- _Source extract_:
★ ★ ★ ★ ★

I do solemnly swear (or affirm, as the case may be), that I will support the constitution of the United States and the constitution of the state of Illinois, and that I will faithfully discharge the duties of the office of attorney and counselor at law to the best of my ability.  IL ST CH 705 § 205/4
What do those words mean?   They mean that I support the right of Mary Sykes and all mankind to liberty, property, civil rights and human rights.   It means that I am not going to watch your civil rights, Mary’s civil rights, Gloria’s civil rights or ***’s civil rights be trampled into the ground.   more specifically it means that I am not intimidated by Adam Stern, Cynthia Farenga, Peter Schmiedel, or any of their companions and ‘fellow traveler’s.’   It means that I am not intimidated by the ARDC panel or anyone else that takes objection to the fact that I have spoken out and will continue to speak out when I see injustice, breach of the law, and ‘cover up.’  It also means that I will continue to contact law enforcement to demand an honest, complete and comprehensive investigation into the Mary Sykes affair and every one of the similar cases – indeed, it also means that I will aid and abet law enforcement in bringing to justice each of the miscreants who have and are continuing to deny ‘grandma’ of her liberty, her property, her civil rights and her human rights.
The Jewish holiday reinforces the obligation of the attorney oath as I as an American was born with a gold spoon firmly attached to both ends.   I am a 2nd generation American.    My Grandfather homesteaded land in North Dakota and my father worked his way through medical school in the ‘cleaning plants’ of Chicago.  Each provided me with the heritage of Freedom.     My personal moral code dictates that I not squander that Freedom but allowing or sitting silent when I see Adam Stern, Cynthia Farenga, Peter Schmiedel and others participate in the activities that have been documented in Sykes, Gore, Tyler, Wyman and dozens of similar type cases now pending or disposed by the ultimate solution.
In today’s American society it may be politically correct to look the other way when a senior citizen is isolated from her family, her friends and neighbors, and it may be ethically challenged to assemble, protest to authorities and to activist groups, or otherwise object that the documented activities of Troepe, Stern, Farenga, Schmiedel and others; however.   in the year 5773 (2012) and following as long as the good Lord gives me life I intend to continue my protest for every senior or otherwise handicapped person who is abuse, exploited, or otherwise deprived of his/her liberty, property, civil rights and human rights.
I like the person whose image appears in the mirror when I shave.   The oath I took on November 28, 1961 meant something to me then and it means something to me now.   The High Holidays is a reaffirmation!

★ ★ ★ ★ ★

- _Work instruction_:
Answer these questions from the essay above on the attorney oath:
1. Besides that of the United States, which constitution does the oath pledge to support?
2. In which state did the writer's grandfather homestead land?
3. On what date did the writer take the oath?

Collected data entries
★ ★ ★ ★ ★

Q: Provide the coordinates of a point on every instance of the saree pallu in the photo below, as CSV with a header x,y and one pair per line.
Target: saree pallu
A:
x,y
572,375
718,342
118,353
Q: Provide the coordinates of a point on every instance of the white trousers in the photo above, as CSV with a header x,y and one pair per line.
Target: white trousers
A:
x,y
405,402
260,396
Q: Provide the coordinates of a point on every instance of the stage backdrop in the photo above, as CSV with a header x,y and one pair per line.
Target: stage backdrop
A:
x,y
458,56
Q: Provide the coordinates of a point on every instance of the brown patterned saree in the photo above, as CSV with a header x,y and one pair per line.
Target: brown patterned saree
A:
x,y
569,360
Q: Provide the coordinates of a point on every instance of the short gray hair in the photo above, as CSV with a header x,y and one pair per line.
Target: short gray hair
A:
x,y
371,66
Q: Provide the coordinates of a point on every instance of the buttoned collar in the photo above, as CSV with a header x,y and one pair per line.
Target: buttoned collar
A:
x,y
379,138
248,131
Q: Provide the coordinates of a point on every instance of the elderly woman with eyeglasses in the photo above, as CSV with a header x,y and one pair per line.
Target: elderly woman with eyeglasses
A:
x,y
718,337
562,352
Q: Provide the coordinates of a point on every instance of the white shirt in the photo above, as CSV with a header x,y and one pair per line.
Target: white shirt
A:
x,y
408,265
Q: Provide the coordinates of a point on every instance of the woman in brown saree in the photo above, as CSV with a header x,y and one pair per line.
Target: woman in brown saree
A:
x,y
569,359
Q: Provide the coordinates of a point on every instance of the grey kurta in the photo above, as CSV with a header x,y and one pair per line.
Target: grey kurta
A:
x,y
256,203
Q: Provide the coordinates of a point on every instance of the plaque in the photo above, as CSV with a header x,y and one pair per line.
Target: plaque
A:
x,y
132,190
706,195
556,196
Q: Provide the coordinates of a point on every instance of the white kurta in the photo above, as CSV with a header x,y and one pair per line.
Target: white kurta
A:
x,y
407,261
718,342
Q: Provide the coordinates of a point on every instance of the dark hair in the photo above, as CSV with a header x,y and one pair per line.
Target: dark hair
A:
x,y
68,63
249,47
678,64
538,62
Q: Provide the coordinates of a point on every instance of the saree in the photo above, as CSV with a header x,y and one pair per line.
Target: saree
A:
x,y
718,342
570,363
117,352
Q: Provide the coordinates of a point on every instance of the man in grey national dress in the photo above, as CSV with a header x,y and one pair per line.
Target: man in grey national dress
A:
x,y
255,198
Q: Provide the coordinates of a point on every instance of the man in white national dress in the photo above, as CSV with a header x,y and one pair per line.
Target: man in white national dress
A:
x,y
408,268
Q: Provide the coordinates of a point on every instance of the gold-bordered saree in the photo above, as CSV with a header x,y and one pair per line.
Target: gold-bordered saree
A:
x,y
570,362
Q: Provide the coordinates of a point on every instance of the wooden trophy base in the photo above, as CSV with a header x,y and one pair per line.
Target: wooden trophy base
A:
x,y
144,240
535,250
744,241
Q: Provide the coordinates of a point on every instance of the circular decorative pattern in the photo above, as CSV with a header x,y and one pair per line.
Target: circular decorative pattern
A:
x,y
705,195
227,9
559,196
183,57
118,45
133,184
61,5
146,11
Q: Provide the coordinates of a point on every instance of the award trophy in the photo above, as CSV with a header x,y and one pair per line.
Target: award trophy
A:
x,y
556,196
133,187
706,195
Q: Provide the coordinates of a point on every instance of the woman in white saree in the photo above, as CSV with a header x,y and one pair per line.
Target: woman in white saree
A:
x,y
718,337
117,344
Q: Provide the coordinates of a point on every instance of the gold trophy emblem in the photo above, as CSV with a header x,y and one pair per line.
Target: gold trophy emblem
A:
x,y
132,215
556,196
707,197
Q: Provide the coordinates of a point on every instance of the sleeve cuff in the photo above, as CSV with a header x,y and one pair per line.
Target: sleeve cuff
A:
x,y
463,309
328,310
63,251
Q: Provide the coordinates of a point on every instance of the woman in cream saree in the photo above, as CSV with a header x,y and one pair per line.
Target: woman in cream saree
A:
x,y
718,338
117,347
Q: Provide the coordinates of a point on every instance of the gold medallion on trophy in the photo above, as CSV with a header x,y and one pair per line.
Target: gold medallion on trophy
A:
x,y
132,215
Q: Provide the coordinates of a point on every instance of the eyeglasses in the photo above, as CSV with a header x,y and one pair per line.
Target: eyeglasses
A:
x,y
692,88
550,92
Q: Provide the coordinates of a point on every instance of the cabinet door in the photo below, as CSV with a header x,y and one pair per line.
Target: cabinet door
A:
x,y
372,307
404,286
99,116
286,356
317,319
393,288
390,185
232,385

★ ★ ★ ★ ★

- _Answer to this task_:
1. The constitution of the state of Illinois
2. North Dakota
3. November 28, 1961